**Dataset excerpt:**
--- Start ---

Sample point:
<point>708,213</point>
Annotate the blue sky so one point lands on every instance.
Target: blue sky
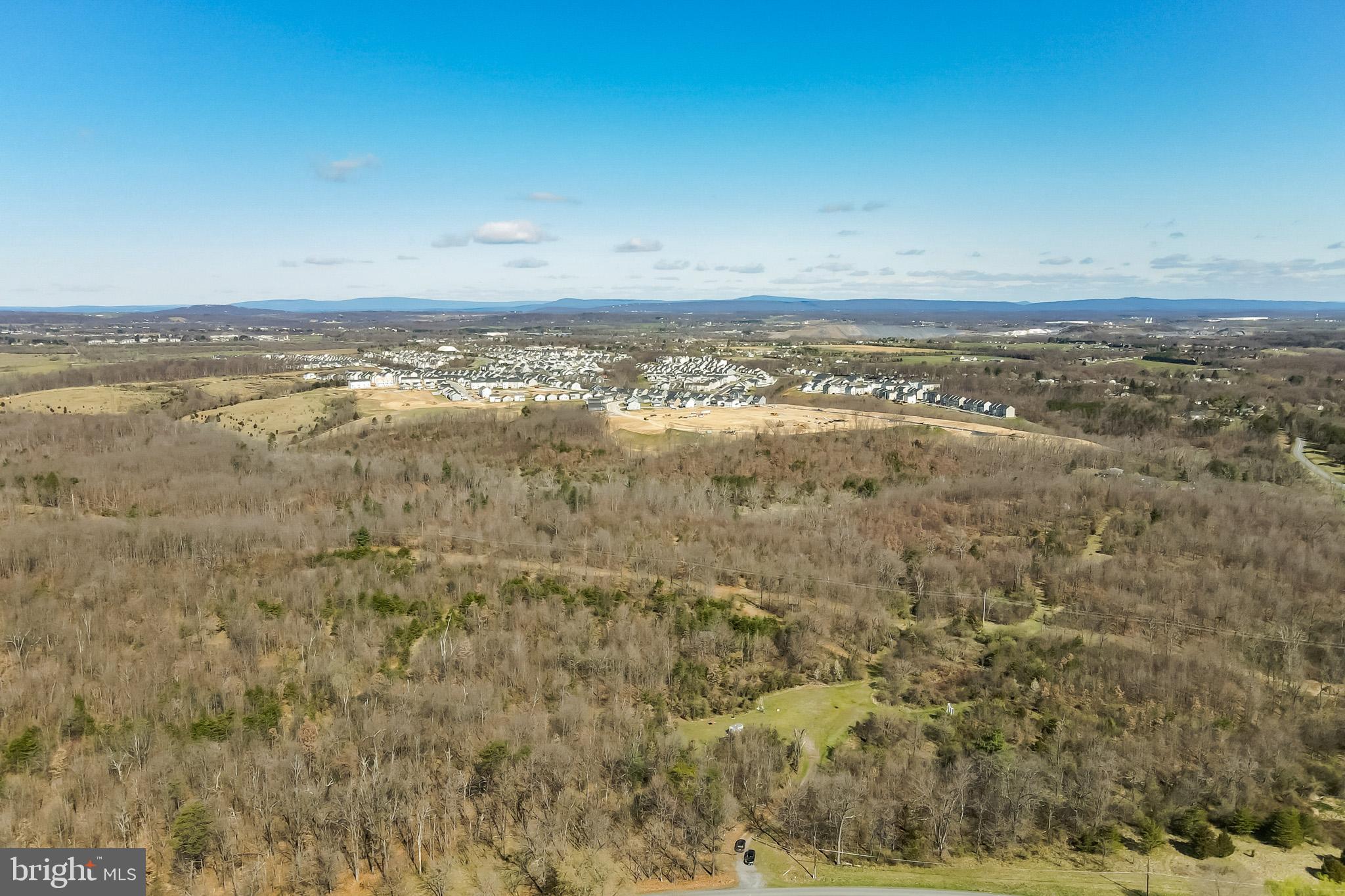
<point>163,152</point>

--- End ---

**To be done:**
Write the rows above again, swapping "blue sky" for "clear sky" everywhere it appears and keeping everything else the same. Leave out the pictures.

**Output:**
Sample point:
<point>708,213</point>
Annotate the clear sky so one point lands on every instance.
Target: clear sky
<point>163,152</point>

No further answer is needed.